START Given data

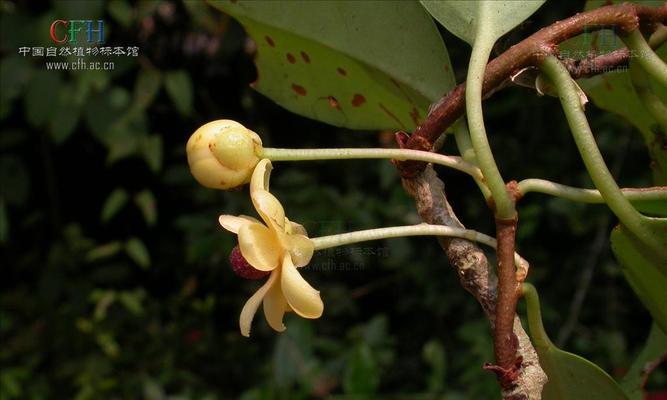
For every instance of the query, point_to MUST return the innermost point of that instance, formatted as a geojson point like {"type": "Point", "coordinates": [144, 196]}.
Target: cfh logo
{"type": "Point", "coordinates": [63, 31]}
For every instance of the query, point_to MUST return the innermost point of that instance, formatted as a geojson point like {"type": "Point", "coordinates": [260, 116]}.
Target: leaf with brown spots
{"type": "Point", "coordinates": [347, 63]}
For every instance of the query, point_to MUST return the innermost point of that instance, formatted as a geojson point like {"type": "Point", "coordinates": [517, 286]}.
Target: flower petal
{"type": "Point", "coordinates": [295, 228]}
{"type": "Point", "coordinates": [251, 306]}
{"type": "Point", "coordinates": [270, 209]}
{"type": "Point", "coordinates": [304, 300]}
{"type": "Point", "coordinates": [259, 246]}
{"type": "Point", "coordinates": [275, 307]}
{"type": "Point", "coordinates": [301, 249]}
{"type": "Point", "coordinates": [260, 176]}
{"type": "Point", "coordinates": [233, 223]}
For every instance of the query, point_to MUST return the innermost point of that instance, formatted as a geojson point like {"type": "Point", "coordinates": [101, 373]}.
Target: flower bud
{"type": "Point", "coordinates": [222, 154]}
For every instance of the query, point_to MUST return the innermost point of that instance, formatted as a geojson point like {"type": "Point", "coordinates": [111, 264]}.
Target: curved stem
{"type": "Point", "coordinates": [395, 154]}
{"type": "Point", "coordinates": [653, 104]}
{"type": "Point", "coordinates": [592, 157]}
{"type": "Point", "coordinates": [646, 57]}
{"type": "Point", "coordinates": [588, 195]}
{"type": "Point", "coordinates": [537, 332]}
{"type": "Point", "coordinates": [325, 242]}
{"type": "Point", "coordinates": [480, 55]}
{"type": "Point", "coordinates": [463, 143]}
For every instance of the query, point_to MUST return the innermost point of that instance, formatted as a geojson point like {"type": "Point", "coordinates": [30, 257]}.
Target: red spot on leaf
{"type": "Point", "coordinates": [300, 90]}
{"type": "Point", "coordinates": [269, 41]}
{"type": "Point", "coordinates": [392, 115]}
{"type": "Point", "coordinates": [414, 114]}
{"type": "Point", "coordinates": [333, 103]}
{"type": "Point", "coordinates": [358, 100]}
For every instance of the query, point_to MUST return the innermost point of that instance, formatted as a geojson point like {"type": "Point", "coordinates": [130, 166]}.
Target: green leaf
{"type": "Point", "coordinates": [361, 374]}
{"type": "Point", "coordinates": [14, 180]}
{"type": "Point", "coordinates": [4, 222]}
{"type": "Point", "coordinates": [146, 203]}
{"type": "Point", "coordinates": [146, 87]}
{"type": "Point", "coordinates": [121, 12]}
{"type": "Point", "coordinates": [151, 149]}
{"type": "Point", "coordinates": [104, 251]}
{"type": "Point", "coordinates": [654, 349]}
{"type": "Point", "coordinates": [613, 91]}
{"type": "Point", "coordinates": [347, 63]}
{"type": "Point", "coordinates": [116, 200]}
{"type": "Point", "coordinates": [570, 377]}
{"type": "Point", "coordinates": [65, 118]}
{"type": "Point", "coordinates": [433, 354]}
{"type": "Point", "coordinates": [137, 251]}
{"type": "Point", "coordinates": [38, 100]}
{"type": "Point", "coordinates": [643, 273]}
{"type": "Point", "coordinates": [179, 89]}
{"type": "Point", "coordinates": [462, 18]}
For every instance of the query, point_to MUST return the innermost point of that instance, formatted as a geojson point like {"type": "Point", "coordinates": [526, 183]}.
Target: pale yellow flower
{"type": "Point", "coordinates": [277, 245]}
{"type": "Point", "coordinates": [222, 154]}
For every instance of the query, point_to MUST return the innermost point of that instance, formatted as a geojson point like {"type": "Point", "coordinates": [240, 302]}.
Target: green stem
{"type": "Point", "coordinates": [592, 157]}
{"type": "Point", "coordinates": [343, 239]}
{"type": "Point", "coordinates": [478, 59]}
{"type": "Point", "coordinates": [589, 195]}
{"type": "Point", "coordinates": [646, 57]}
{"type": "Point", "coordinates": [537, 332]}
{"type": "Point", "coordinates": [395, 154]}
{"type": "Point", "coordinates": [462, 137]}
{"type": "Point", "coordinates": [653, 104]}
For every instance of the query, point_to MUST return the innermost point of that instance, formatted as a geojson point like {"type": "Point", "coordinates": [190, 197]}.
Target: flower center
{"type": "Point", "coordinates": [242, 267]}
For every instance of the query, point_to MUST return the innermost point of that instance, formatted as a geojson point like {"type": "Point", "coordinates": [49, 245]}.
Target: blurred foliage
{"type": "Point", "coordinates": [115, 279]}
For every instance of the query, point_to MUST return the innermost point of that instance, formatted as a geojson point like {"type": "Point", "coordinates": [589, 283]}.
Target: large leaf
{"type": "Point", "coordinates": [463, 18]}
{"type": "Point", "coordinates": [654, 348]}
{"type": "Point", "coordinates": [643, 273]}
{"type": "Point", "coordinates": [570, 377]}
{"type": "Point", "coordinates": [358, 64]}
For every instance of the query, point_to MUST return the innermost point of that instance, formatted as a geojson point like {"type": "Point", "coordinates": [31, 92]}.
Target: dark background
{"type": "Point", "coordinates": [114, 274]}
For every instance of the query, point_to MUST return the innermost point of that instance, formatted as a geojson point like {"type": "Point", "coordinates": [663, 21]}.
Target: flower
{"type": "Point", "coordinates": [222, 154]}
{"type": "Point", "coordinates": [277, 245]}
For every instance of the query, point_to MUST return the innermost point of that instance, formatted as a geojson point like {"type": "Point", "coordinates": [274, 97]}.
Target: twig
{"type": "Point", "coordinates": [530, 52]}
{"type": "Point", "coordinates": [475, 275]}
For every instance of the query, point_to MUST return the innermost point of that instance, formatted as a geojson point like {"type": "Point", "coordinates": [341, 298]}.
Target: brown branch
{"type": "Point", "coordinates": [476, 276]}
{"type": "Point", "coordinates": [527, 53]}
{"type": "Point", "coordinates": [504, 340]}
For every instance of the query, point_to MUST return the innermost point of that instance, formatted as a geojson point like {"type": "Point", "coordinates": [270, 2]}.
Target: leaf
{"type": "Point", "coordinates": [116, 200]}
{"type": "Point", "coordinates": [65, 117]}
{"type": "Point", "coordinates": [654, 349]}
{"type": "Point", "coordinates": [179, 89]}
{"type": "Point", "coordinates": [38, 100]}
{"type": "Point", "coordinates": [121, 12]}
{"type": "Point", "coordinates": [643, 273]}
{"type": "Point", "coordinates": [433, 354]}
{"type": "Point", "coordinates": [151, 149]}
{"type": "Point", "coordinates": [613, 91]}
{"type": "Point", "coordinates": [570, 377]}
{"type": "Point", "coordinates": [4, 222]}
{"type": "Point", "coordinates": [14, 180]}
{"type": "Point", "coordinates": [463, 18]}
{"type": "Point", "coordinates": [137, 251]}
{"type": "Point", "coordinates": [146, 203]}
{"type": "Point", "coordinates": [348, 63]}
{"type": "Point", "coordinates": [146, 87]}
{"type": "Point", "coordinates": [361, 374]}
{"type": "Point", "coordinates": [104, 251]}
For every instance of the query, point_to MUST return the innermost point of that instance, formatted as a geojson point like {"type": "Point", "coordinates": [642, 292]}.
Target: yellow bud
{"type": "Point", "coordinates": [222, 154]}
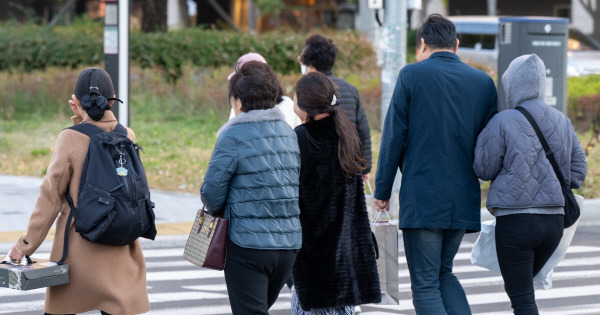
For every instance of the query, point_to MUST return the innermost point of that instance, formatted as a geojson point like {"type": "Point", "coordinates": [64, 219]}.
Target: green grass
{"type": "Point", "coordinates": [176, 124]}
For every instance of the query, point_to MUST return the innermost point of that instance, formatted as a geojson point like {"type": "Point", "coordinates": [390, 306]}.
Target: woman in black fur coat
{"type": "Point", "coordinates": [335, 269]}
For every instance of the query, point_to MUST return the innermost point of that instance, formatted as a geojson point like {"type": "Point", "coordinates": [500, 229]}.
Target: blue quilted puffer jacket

END Given data

Written exercise> Please find each line in the items above that contains the word "stem", and copy those lines.

Output of the exercise>
Target: curved stem
Target: green stem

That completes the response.